__Brief__. Transcribe the part of the passage on STEM education between "We are shooting" and "Boards of Education.", inclusive.

__Quoted passage__.
────

A second problem has arisen in the past decade. No Child Left Behind (NCLB). While the idea of being accountable for every child learning is undeniably the right idea, how NCLB has been administered has done great damage to STEM education. Because school standing, known as Adequate Yearly Progress (AYP), relies on a standardized test and performance in math and English/reading, that is where schools are literally forced to focus. Content is everything, and skills have fallen effectively out of sight. Students need to be able to regurgitate facts and follow a prescribed writing format in order to do well on the test. Schools have no choice but to spend numerous hours, days, and weeks on test prep rather than on hands-on and portfolio assessments, where students can have a chance to be creative and perhaps select from a variety of activities. Creativity from students and teachers has suffered, as has innovation in the classroom, because that will not help with scoring well on the test. In addition, AYP status and yearly increases suggest the belief that all kids should be at the same place, across the board, at the same time. Any reasonably intelligent adult knows for a fact that this is a ludicrous belief, and therefore reject the premise behind the assessment of NCLB. Politicians who are in control of education policy, however, find this to be politically reasonable. In the end, most elementary schools have cut back on science and social studies time in order to focus on the tests for math and language arts.

Similar problems exist at the next educational level, middle school. Teachers in STEM subject areas generally have coursework in that subject area in college, however the same problem of not having any real time and experience in the lab holds true. This problem continues for the vast majority of high school teachers, too. Because the training of teachers places emphasis on content almost exclusively, that is what is presented in class in middle school and high school. While content is important, as there are numerous facts, theories, principles, calculations, and simple experiments to understand if one wants to advance to higher levels of learning in the field, we need to keep in mind what every college professor and instructor at the conference said: more important than content coming into a college STEM program is enthusiasm and skills!

If a student can think, analyze data, understand and interpret graphs, know how to do basic measurements, how to report findings, how to find information about specific questions that arise in research, how to take large volumes of information and data and figure out what is important and what is not, and find patterns in data and observations that can lead to logical, evidence-backed conclusions, they will teach you the content. But not knowing how to test content and what to do with content, that is much more difficult to teach to older students. Bad habits have been formed, misconceptions have been developed, and there is not the time in a semester class to make up for 13 years of either mis-training or no training at all in how to do STEM. It is ironic that many of the professors who were making these statements are at universities that trained the K-12 teachers in the first place…and they did not train them with the skills necessary to get students to where they need to be in order to be successful in STEM college programs. STEM departments do not communicate very well with schools of education within the same university structure.

We are shooting ourselves in the foot, and it is a systemic problem!!

However, here is another level of complexity to the system. State Boards of Education.

────

__Given entries__.

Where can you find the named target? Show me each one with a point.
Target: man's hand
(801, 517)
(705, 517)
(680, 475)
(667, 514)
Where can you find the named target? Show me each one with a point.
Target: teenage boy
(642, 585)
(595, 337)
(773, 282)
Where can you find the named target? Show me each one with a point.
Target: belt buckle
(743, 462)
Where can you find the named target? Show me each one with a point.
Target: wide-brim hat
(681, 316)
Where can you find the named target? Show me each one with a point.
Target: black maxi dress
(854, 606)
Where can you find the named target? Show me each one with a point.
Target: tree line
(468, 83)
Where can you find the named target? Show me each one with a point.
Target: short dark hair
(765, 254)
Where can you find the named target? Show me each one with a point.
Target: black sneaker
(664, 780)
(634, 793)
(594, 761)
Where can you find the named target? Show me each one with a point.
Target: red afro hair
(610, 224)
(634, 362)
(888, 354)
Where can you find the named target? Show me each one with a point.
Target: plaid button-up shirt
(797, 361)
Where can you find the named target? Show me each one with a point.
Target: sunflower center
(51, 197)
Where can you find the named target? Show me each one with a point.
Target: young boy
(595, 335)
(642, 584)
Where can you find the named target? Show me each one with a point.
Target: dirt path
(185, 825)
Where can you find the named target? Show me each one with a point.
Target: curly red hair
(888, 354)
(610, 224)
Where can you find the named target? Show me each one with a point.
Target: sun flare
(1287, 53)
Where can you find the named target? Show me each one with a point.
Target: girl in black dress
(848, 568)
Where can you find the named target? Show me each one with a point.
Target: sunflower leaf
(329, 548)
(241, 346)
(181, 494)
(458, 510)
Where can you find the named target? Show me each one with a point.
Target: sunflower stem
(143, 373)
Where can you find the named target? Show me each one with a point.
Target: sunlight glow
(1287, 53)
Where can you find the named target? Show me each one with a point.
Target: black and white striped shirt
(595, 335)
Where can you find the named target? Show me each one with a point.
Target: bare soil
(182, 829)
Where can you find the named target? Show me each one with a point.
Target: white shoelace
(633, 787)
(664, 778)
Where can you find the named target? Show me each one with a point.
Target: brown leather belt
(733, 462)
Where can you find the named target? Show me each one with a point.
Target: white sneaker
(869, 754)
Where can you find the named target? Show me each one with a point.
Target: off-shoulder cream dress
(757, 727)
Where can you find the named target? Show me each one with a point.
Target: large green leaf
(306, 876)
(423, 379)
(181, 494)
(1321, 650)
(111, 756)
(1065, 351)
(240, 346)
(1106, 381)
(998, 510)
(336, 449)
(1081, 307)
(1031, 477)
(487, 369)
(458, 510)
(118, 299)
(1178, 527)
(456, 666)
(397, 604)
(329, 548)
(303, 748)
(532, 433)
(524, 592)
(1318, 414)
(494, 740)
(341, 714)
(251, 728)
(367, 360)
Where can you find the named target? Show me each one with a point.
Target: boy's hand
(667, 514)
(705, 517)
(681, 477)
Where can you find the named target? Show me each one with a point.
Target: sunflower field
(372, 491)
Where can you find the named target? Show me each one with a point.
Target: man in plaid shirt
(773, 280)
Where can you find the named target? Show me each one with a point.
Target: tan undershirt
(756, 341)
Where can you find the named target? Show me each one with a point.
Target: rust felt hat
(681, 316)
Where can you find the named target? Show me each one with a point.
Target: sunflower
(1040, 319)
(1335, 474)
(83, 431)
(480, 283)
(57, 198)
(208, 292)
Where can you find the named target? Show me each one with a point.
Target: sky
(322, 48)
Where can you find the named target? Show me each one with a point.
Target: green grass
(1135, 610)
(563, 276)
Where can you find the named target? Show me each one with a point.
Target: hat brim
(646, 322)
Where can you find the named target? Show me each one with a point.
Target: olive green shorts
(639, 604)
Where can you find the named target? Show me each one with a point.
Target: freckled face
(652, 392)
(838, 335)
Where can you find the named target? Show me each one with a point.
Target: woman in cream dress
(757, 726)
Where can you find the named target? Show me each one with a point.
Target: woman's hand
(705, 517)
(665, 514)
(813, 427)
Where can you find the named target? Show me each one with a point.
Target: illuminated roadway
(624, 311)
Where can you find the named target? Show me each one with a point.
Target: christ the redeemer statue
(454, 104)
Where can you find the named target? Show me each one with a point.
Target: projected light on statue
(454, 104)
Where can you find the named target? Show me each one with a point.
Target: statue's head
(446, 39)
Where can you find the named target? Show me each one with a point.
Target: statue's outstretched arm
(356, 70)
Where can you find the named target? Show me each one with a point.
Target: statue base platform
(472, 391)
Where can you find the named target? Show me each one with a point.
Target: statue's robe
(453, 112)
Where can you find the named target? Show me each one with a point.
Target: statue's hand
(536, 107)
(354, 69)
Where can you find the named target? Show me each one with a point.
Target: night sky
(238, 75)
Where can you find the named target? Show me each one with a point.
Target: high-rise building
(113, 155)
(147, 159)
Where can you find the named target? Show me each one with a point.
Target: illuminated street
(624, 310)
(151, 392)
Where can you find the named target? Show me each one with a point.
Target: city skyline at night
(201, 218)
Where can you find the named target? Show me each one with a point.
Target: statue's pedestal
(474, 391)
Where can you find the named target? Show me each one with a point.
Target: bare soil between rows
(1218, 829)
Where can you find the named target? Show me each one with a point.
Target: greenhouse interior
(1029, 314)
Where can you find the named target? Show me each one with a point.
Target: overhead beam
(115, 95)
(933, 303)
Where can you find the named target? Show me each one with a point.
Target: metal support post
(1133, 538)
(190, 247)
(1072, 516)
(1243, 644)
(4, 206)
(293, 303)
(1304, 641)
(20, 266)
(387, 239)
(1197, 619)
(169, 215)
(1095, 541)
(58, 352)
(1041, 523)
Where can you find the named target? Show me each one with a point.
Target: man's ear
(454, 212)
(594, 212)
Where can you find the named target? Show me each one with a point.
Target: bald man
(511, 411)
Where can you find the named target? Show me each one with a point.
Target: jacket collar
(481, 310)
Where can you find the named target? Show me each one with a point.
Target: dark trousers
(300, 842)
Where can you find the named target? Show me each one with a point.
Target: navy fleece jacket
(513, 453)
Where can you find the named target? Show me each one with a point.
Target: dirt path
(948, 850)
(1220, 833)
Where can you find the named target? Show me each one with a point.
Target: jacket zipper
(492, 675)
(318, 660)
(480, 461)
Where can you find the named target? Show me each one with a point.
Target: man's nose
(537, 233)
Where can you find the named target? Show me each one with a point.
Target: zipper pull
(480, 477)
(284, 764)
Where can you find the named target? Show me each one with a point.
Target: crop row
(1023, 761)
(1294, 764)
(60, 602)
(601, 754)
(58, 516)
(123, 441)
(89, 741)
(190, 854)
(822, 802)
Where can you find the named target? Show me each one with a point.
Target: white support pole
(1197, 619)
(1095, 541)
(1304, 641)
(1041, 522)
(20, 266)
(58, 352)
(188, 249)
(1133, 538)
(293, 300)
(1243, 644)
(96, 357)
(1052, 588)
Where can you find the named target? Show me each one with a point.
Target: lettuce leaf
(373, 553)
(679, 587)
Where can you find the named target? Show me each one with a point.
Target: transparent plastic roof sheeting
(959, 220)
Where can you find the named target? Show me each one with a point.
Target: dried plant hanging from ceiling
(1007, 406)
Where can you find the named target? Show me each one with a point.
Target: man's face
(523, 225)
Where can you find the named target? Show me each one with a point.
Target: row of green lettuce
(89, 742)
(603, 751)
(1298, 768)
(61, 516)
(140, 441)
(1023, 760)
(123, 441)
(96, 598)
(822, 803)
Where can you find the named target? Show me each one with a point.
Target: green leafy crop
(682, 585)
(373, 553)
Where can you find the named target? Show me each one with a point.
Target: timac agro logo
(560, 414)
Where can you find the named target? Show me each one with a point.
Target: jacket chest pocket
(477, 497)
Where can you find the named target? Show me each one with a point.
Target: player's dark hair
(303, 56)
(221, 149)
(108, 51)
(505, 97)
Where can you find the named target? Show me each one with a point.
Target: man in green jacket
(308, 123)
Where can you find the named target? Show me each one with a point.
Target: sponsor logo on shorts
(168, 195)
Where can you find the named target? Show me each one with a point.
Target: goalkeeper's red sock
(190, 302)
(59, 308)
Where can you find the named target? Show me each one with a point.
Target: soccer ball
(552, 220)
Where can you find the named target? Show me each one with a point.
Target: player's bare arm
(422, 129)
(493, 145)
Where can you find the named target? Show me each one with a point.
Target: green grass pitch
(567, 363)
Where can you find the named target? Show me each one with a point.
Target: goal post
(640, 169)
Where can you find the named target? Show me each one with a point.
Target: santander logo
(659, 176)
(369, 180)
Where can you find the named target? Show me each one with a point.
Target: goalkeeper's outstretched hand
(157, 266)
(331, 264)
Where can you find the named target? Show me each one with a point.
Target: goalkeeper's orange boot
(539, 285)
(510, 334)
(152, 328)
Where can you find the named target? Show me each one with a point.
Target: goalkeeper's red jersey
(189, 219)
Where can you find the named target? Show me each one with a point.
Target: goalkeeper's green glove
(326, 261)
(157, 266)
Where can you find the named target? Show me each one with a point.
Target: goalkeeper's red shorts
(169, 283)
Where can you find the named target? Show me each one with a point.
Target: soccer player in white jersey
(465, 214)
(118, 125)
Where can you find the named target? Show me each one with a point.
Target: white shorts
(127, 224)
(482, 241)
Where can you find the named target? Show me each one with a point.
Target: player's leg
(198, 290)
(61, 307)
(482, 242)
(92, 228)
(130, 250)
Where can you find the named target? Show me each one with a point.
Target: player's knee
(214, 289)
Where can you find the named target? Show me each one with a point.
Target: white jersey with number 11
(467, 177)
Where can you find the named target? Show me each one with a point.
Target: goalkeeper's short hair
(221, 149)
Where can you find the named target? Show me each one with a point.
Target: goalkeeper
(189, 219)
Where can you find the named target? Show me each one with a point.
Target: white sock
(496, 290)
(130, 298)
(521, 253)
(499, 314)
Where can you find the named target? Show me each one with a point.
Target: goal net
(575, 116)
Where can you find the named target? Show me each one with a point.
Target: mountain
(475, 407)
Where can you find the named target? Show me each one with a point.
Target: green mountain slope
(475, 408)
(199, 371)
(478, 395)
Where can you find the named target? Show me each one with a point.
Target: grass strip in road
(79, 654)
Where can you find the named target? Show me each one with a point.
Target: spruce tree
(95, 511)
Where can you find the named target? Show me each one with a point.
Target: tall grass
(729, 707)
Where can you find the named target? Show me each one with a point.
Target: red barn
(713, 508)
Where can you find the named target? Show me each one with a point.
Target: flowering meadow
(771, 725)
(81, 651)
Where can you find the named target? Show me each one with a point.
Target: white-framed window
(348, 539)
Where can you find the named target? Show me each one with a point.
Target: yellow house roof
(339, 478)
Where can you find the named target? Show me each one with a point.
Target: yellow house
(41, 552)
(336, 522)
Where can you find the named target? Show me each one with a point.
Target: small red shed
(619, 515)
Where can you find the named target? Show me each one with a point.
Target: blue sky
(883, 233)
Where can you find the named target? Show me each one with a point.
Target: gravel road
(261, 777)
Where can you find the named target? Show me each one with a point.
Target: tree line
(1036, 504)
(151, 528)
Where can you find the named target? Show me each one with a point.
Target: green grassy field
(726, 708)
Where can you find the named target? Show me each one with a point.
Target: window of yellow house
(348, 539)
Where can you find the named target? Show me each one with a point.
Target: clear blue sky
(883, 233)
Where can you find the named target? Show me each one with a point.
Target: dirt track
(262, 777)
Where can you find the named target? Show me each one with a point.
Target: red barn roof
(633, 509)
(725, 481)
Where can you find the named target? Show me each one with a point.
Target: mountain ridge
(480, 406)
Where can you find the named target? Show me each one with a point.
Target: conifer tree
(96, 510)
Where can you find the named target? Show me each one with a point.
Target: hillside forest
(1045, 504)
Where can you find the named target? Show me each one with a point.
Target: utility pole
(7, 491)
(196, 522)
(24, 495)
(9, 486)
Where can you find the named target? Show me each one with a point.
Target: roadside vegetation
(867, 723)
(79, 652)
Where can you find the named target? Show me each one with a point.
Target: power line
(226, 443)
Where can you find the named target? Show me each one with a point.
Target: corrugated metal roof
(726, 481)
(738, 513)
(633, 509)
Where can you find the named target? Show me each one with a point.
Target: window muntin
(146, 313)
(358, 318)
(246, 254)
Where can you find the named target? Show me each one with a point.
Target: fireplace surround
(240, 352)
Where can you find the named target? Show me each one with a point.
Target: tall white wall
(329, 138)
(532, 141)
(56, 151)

────

__The completed task__.
We are shooting ourselves in the foot, and it is a systemic problem!!

However, here is another level of complexity to the system. State Boards of Education.